Data for processing.
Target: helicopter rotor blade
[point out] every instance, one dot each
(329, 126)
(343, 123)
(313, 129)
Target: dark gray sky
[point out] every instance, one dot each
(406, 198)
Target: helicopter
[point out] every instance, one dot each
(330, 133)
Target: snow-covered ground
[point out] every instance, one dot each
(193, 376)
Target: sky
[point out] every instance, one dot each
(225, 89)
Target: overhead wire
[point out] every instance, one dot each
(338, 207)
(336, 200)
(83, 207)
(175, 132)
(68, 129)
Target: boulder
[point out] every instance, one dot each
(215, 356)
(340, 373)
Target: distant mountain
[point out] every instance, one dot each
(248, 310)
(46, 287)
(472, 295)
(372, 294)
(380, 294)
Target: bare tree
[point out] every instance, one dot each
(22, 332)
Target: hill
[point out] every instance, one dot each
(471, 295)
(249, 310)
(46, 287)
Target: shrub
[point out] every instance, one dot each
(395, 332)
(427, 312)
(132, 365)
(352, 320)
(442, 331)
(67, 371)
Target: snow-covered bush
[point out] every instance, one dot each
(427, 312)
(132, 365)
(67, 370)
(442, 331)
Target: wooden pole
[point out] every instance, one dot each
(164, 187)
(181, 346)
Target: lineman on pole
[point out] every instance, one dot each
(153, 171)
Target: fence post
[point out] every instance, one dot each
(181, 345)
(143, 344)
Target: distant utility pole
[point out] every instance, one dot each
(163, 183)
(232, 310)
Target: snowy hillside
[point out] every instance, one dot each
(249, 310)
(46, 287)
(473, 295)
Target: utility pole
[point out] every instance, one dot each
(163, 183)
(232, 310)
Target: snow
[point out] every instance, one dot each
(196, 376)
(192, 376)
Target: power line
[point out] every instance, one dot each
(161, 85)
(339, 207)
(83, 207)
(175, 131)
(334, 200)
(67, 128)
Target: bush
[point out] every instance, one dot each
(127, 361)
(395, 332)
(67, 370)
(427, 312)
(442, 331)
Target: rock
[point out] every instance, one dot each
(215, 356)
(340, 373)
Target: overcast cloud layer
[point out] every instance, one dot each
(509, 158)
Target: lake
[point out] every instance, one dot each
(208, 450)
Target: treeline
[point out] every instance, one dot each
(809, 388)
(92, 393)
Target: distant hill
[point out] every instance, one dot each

Direction.
Rewrite the material from the line with "Target: sky" through its last line, keeping every line, requests included, and adding 89 to each number in the answer coordinates.

Written response.
Target: sky
[point out] every instance, one dot each
(314, 178)
Target: overhead wire
[point out] every instance, one dot each
(427, 296)
(425, 289)
(172, 296)
(264, 221)
(157, 218)
Target: boulder
[point out] every instance, one dot each
(304, 445)
(429, 462)
Target: distant mountain
[point out] every instance, one dot each
(337, 399)
(135, 376)
(561, 384)
(461, 383)
(469, 383)
Target: bare tree
[point out] every instance, one dot each
(111, 421)
Target: hill
[point out] every instance, one dot each
(560, 384)
(338, 399)
(135, 376)
Target: shrub
[point out] every instance, one dot each
(484, 421)
(516, 401)
(221, 454)
(441, 409)
(531, 420)
(156, 460)
Target: snow-covered bush
[point out] every instance, one dot each
(516, 401)
(221, 454)
(156, 459)
(531, 420)
Target: wooden pole
[point out] every instance, one dot each
(253, 276)
(270, 435)
Target: lineman on pole
[point out] every instance, one dot each
(242, 260)
Target: fence post
[point out] every instance, one dot each
(270, 434)
(232, 433)
Target: distant utility pole
[point out] every instance, one dot each
(252, 272)
(321, 399)
Target: snowy hillside
[point out] every instance, one dot each
(338, 399)
(135, 376)
(562, 384)
Target: utility pole
[point out] every instance, one dot each
(252, 272)
(321, 399)
Target: snow
[point out] every instance, one dot each
(285, 465)
(281, 465)
Target: power line
[point out] every instance, one dot each
(250, 174)
(428, 296)
(172, 296)
(264, 220)
(423, 289)
(156, 217)
Target: bush
[point out] every instance, one dot each
(216, 450)
(484, 421)
(156, 459)
(516, 401)
(531, 420)
Target: rock
[point out] every instance, one dot each
(304, 445)
(429, 462)
Target: overcast cloud layer
[point out] every instance, one dot each
(598, 247)
Target: lake
[point out] every instance, one dot each
(297, 539)
Target: treeline
[point out] every instance, one dot each
(898, 477)
(181, 482)
Target: distant hill
[point out] every instance, one dot each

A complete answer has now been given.